*YOUR GOAL*. Please reproduce the listing below as a numbered list, starting at the line containing "point: orange cat" and ending at the final line of the listing, with blank lines omitted.

*MATERIAL SUPPLIED*.
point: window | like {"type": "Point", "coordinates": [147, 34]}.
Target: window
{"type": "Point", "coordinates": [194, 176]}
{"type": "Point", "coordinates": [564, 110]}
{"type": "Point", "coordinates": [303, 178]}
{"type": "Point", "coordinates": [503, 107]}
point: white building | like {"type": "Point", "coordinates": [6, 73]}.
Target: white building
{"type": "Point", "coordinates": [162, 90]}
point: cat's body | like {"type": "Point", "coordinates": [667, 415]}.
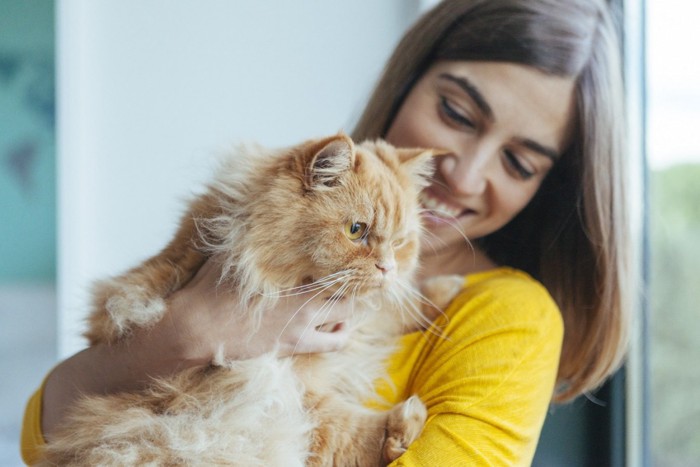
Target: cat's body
{"type": "Point", "coordinates": [274, 220]}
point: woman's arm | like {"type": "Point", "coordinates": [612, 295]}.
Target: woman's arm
{"type": "Point", "coordinates": [201, 323]}
{"type": "Point", "coordinates": [487, 381]}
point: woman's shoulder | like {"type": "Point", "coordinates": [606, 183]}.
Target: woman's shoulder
{"type": "Point", "coordinates": [505, 297]}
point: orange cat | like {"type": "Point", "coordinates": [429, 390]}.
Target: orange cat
{"type": "Point", "coordinates": [325, 214]}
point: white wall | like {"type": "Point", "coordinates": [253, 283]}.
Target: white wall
{"type": "Point", "coordinates": [149, 91]}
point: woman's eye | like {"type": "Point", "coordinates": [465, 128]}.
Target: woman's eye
{"type": "Point", "coordinates": [523, 172]}
{"type": "Point", "coordinates": [355, 230]}
{"type": "Point", "coordinates": [451, 113]}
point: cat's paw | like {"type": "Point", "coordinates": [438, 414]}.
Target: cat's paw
{"type": "Point", "coordinates": [125, 306]}
{"type": "Point", "coordinates": [403, 426]}
{"type": "Point", "coordinates": [440, 291]}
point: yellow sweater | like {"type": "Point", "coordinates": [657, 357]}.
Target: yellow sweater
{"type": "Point", "coordinates": [486, 379]}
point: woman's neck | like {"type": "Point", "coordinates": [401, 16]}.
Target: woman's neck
{"type": "Point", "coordinates": [460, 260]}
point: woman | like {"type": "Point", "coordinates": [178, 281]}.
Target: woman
{"type": "Point", "coordinates": [526, 95]}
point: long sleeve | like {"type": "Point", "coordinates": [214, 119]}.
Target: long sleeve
{"type": "Point", "coordinates": [32, 440]}
{"type": "Point", "coordinates": [488, 378]}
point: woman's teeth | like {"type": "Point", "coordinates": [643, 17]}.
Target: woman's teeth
{"type": "Point", "coordinates": [439, 208]}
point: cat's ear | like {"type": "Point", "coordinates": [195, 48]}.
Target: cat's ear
{"type": "Point", "coordinates": [419, 163]}
{"type": "Point", "coordinates": [330, 162]}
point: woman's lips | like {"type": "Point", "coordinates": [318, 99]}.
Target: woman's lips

*FINISHED EXERCISE*.
1. point: orange cat | like {"type": "Point", "coordinates": [429, 390]}.
2. Target: orange cat
3. {"type": "Point", "coordinates": [325, 214]}
4. point: white wall | like {"type": "Point", "coordinates": [253, 283]}.
5. Target: white wall
6. {"type": "Point", "coordinates": [149, 91]}
7. point: woman's eye | like {"type": "Point", "coordinates": [465, 128]}.
8. Target: woman's eye
9. {"type": "Point", "coordinates": [523, 172]}
10. {"type": "Point", "coordinates": [355, 230]}
11. {"type": "Point", "coordinates": [451, 113]}
12. point: cat's paw | like {"type": "Point", "coordinates": [438, 414]}.
13. Target: cat's paw
14. {"type": "Point", "coordinates": [125, 306]}
15. {"type": "Point", "coordinates": [403, 426]}
16. {"type": "Point", "coordinates": [440, 291]}
17. point: yellow sweater | like {"type": "Point", "coordinates": [657, 357]}.
18. Target: yellow sweater
19. {"type": "Point", "coordinates": [486, 379]}
20. point: woman's neck | like {"type": "Point", "coordinates": [401, 16]}.
21. Target: woman's neck
22. {"type": "Point", "coordinates": [460, 260]}
23. point: woman | like {"type": "Point", "coordinates": [178, 281]}.
24. Target: woman
25. {"type": "Point", "coordinates": [526, 95]}
26. point: long sleeve | like {"type": "Point", "coordinates": [214, 119]}.
27. Target: long sleeve
28. {"type": "Point", "coordinates": [32, 440]}
29. {"type": "Point", "coordinates": [488, 378]}
30. point: woman's teeth | like {"type": "Point", "coordinates": [643, 17]}.
31. Target: woman's teeth
32. {"type": "Point", "coordinates": [439, 208]}
33. point: cat's ear | like {"type": "Point", "coordinates": [195, 48]}.
34. Target: cat's ear
35. {"type": "Point", "coordinates": [419, 163]}
36. {"type": "Point", "coordinates": [330, 162]}
37. point: woman's lips | like {"type": "Point", "coordinates": [318, 99]}.
38. Target: woman's lips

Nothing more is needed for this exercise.